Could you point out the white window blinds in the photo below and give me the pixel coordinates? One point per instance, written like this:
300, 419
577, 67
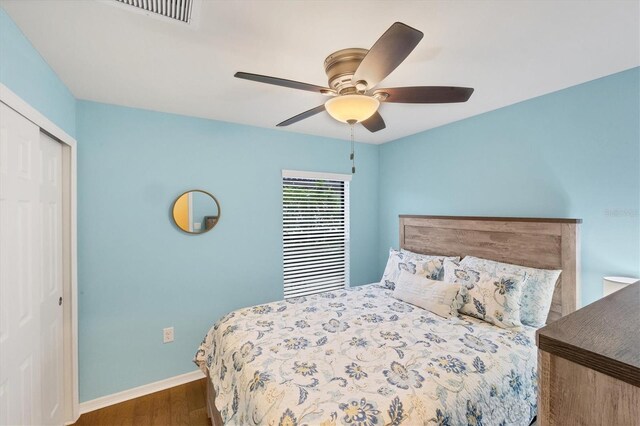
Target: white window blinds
315, 232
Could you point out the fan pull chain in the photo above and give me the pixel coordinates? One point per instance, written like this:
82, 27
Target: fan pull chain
353, 156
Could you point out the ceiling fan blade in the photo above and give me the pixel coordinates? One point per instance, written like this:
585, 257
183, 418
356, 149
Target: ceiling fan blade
284, 83
426, 94
387, 53
301, 116
374, 123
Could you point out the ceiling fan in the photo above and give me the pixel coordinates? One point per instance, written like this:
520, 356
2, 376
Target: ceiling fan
353, 75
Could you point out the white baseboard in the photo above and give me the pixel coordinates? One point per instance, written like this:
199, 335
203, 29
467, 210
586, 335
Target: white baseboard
128, 394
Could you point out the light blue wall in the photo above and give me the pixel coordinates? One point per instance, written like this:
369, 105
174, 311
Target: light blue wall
23, 70
572, 153
139, 274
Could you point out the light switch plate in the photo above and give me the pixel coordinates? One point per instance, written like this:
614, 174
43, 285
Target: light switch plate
167, 335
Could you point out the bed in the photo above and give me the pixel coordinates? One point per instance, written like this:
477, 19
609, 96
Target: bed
361, 357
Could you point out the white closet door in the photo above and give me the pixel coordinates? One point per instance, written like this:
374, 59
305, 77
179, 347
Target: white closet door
30, 273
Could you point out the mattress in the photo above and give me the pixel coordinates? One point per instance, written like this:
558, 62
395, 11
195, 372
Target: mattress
360, 357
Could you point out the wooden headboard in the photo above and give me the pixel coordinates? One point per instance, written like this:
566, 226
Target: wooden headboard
537, 243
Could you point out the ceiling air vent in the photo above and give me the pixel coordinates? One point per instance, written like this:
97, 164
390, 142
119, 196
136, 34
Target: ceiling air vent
179, 10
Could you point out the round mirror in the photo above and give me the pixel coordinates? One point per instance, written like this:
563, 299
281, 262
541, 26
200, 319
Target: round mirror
196, 212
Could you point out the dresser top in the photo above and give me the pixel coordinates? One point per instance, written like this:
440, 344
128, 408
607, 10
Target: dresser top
603, 336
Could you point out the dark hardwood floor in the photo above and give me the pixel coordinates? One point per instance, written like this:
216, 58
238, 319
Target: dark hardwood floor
182, 405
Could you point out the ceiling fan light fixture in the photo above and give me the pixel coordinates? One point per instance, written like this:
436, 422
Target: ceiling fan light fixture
349, 108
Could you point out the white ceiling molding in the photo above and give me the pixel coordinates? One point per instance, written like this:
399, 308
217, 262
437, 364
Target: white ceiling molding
509, 51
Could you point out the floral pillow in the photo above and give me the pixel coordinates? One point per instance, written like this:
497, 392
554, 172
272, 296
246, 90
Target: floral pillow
537, 292
418, 264
494, 299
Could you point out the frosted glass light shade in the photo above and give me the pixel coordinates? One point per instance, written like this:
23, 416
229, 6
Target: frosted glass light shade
352, 107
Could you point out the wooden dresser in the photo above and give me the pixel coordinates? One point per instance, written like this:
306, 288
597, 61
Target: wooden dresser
589, 364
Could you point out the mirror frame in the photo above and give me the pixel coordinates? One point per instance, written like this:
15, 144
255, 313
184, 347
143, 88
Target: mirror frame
173, 206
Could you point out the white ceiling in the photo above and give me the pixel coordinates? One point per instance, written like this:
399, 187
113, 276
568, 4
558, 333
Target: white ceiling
508, 51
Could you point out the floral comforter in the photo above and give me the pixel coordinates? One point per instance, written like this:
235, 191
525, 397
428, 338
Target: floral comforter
360, 357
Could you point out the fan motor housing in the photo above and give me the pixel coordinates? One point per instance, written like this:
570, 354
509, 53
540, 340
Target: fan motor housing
340, 67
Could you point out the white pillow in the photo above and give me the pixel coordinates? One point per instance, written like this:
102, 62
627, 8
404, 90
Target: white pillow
418, 264
537, 292
494, 299
438, 297
428, 256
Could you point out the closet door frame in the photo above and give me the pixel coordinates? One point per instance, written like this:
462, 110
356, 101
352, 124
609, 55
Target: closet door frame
71, 410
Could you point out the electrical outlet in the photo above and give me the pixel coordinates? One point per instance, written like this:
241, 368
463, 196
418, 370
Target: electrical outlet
167, 335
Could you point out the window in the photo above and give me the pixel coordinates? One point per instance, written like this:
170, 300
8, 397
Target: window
315, 232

→ **What is being asked**:
Exactly the lines from the line holding "Target: electrical outlet" through the close of the listing above make up the answer; include nothing else.

→ **Written response**:
Target: electrical outlet
167, 335
Could you point out the window in the photo above and give me the pixel coordinates? One point per instance, written like this:
170, 300
8, 397
Target: window
315, 232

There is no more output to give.